**Excerpted data**.
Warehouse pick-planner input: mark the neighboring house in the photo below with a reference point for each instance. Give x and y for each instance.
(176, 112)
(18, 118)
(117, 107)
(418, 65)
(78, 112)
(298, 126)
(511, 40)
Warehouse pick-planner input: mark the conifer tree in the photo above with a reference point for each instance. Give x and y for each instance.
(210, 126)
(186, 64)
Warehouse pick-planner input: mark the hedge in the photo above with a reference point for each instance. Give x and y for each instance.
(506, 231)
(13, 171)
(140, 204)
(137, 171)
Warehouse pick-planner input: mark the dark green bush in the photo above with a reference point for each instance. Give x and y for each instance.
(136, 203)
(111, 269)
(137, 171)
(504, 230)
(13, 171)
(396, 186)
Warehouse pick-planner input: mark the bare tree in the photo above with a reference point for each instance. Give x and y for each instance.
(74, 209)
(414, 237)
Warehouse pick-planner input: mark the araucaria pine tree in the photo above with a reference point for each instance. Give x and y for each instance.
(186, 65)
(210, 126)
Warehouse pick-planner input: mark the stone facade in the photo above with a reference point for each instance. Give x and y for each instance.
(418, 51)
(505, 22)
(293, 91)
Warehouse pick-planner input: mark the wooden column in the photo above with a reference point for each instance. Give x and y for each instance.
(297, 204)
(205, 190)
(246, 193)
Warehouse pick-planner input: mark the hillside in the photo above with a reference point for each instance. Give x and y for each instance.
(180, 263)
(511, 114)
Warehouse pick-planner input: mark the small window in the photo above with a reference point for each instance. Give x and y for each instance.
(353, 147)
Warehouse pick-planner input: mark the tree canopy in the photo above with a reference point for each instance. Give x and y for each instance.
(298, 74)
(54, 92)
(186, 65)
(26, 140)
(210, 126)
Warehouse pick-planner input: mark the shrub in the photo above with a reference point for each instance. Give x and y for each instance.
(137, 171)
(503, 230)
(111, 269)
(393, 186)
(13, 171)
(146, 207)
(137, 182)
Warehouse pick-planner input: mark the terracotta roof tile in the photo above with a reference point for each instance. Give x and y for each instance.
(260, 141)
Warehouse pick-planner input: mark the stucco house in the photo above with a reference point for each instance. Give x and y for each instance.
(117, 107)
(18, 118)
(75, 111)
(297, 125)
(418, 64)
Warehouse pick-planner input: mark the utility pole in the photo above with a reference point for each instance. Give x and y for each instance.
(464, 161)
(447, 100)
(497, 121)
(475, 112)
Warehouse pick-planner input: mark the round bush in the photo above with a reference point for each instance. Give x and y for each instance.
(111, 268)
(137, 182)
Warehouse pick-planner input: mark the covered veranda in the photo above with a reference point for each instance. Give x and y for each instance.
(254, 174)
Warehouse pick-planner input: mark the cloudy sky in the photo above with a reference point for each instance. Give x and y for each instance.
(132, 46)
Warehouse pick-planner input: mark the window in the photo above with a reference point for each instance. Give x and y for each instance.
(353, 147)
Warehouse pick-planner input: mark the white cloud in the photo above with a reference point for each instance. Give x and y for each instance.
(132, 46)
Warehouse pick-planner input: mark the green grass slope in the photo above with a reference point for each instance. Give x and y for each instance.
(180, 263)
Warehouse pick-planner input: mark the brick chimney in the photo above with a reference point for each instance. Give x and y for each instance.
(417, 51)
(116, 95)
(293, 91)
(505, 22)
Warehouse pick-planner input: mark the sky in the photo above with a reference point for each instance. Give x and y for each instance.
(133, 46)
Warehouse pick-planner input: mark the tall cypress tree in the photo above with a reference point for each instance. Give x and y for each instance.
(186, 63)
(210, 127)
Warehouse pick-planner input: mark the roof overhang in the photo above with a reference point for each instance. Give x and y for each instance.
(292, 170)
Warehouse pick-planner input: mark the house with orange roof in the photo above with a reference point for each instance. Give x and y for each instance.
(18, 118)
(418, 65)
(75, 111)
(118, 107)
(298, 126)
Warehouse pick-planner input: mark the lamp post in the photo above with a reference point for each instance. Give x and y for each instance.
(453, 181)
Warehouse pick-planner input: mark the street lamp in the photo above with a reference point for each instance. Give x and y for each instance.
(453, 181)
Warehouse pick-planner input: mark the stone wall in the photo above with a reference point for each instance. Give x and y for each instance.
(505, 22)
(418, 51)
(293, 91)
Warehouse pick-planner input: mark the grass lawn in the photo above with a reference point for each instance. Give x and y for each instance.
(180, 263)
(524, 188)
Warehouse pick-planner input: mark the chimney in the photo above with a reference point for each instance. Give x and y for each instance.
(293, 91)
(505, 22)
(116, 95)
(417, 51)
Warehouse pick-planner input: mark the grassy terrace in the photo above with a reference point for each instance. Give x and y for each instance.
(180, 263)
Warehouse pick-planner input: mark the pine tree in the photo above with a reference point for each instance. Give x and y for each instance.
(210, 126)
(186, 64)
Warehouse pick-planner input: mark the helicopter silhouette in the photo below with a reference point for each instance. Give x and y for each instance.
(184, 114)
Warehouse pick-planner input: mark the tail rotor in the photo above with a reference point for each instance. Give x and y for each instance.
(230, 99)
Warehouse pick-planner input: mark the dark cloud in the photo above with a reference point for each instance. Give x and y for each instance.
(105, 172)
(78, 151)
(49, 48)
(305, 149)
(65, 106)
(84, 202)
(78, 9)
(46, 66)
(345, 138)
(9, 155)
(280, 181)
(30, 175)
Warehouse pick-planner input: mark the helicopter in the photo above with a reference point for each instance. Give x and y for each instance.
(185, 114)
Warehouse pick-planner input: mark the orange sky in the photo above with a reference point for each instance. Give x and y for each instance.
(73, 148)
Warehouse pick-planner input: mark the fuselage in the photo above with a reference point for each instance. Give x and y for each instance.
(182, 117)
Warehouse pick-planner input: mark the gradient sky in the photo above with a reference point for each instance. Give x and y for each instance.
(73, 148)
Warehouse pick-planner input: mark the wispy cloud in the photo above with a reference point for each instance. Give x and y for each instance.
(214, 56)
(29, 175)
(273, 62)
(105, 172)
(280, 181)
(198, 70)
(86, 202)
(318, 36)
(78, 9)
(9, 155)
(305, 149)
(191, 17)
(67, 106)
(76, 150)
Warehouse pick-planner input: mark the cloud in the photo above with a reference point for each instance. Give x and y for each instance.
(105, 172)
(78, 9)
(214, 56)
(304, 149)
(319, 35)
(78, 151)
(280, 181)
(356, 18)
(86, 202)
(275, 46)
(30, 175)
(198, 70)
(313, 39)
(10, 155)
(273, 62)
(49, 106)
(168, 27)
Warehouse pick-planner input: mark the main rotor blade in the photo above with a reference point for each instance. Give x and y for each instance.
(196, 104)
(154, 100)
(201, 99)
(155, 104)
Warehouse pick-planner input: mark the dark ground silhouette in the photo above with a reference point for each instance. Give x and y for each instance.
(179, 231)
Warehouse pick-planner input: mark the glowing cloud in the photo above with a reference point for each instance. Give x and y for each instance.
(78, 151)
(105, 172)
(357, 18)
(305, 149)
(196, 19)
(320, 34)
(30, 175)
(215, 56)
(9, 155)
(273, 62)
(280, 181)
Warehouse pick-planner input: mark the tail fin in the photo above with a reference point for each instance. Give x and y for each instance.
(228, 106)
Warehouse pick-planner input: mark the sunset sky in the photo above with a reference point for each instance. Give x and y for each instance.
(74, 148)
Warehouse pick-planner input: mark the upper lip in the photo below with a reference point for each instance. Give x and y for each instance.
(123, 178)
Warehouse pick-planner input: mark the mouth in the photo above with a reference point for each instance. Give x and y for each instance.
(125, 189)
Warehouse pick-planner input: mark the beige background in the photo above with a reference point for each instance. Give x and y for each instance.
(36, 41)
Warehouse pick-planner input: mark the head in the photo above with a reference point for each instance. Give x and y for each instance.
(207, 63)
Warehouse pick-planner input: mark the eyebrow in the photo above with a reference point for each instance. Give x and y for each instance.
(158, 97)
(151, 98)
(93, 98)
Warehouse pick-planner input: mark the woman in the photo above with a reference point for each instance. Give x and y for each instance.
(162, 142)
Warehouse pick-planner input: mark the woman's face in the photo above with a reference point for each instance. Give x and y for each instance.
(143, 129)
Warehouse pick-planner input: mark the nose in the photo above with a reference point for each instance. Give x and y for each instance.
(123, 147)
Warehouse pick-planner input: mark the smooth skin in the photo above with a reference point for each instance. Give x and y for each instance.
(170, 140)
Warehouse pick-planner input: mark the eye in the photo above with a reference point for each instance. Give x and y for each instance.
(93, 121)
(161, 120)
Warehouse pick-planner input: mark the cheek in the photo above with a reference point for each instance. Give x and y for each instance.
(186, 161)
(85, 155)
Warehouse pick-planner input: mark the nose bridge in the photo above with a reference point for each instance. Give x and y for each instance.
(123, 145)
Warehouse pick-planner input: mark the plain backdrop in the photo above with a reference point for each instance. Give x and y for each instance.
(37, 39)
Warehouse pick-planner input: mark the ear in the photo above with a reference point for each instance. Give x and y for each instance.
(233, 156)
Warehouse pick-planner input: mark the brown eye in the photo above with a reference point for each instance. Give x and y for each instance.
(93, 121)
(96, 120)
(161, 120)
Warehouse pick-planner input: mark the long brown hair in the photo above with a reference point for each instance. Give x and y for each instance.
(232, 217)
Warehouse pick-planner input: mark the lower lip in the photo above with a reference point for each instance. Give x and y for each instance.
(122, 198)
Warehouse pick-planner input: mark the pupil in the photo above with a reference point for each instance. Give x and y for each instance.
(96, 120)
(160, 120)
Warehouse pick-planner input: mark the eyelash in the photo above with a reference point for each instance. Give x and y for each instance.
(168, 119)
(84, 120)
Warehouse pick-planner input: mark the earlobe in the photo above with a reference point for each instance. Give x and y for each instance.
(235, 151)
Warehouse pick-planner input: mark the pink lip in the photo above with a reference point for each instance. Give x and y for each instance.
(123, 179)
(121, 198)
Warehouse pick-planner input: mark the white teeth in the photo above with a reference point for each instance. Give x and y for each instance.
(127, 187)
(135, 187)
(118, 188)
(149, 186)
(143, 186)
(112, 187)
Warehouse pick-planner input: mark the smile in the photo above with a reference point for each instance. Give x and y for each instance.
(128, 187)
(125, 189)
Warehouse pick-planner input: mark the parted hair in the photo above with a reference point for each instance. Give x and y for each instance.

**Set task**.
Return every line from the one holding "Warehouse pick-planner input: mark the lower" through the end of the data, exactly as it appears, with both ends kept and nothing else.

**Response to this task**.
Warehouse pick-planner input: mark the lower lip in the photo above with a reference point for each instance. Give x and y for each instance.
(122, 198)
Warehouse pick-planner input: mark the pupil in the photo above with a reference point for each instance. Give x and y for each instance.
(96, 120)
(160, 120)
Warehouse pick-planner input: mark the eyelash in the photo above with a reference point for each instance. Give x and y for each instance.
(168, 119)
(84, 120)
Warehouse pick-planner input: mark the earlobe in the photo above with a reference point for each instance. Give x and y for each instance.
(235, 151)
Warehouse pick-planner input: mark the pink lip in the photo above with a reference point for each instance. Give x and y for each instance.
(123, 179)
(121, 198)
Warehouse pick-planner input: mark the white teeth in the photo above with a reference point for each instance. Give x and y for each instance.
(127, 187)
(135, 187)
(118, 188)
(149, 186)
(143, 186)
(112, 187)
Warehouse pick-planner input: mark the smile in the photo above with a reference point for each instance. Give x and y for each instance.
(128, 187)
(125, 189)
Warehouse pick-planner input: mark the parted hair in the photo above with a reference point for each instance. Give x and y for each instance.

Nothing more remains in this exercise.